** WORK REQUIRED **
Reproduce the passage on planting tulips word for word, beginning at the words "Generally, tulips are" and stopping after "and dodge overcrowding.".

They are a little smaller in size. Species tulips will grow between 4 to 12 inches in height. They grow well in rocky soil.
When and where to plant tulips?
Generally, tulips are planted in USDA zones 7 and below during the fall. Plant the tulips bulbs during December or January to enjoy a colorful spring if you live in a region where the hardiness zones are 8 or above.
The bulbs will require chilling at 40-45°F for 10 to 12 weeks. You must plant tulips in a site where they will receive plenty of sunlight.
The planting site’s soil must be well-drained with a pH level between 6 and 7. While planting, maintain a 4 to 6 inches distance between each bulb. This will give them enough space to multiply and dodge overcrowding.
You should plant tulips about 6 to 8 inches deep. Planting 12 inches deep may save them from strong wind or heavy rain but will make them sprout late.
Position the bulbs properly and place the pointed side upwards. Cover the bulbs with 6-8 inches of soil, mixed with compost or bulb fertilizer. This will keep the bulbs healthy and devoid of any nutrient deficiency.
Press the soil gently to remove any air pockets. Water them thoroughly. Watering will send them a signal of the right time to sprout out from the ground.
Tulips care guide
Maintaining them will become effortless once you are acquainted with tulips’ necessities and growing conditions. With less attention than other plants, your tulips will thrive and flower each spring.

** DATASET **
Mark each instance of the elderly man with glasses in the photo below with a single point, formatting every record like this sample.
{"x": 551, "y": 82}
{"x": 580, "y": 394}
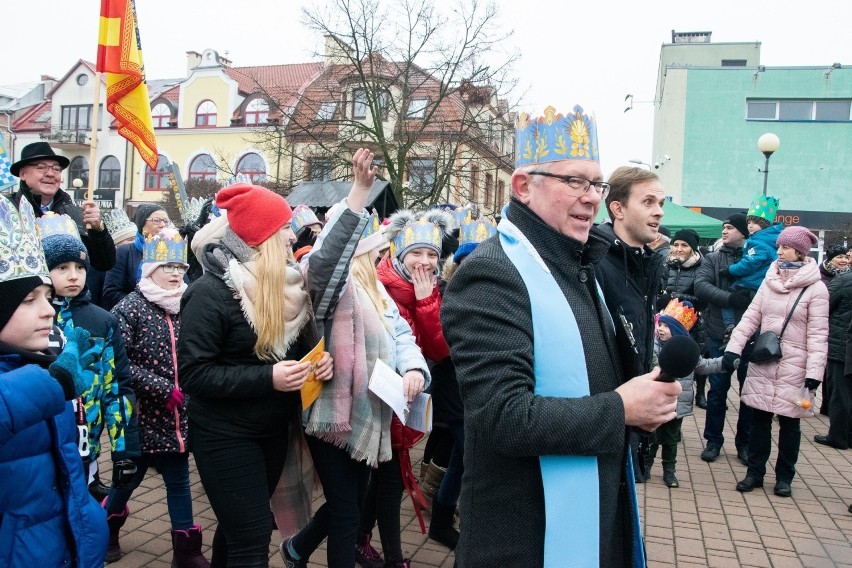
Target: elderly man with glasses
{"x": 40, "y": 170}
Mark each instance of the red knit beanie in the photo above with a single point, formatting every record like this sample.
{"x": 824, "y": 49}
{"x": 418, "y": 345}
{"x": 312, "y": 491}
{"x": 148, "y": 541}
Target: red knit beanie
{"x": 254, "y": 212}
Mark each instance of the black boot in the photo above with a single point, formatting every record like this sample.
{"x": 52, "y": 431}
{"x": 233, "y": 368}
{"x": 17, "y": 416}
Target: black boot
{"x": 441, "y": 528}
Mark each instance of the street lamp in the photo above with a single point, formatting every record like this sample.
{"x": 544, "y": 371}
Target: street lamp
{"x": 640, "y": 162}
{"x": 768, "y": 144}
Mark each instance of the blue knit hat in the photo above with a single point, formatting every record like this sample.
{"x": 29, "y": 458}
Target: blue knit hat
{"x": 59, "y": 249}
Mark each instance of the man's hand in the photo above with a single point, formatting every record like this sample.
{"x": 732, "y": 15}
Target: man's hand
{"x": 92, "y": 215}
{"x": 365, "y": 174}
{"x": 424, "y": 282}
{"x": 413, "y": 383}
{"x": 288, "y": 376}
{"x": 649, "y": 403}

** TASK ANSWER **
Generally, tulips are planted in USDA zones 7 and below during the fall. Plant the tulips bulbs during December or January to enjoy a colorful spring if you live in a region where the hardiness zones are 8 or above.
The bulbs will require chilling at 40-45°F for 10 to 12 weeks. You must plant tulips in a site where they will receive plenty of sunlight.
The planting site’s soil must be well-drained with a pH level between 6 and 7. While planting, maintain a 4 to 6 inches distance between each bulb. This will give them enough space to multiply and dodge overcrowding.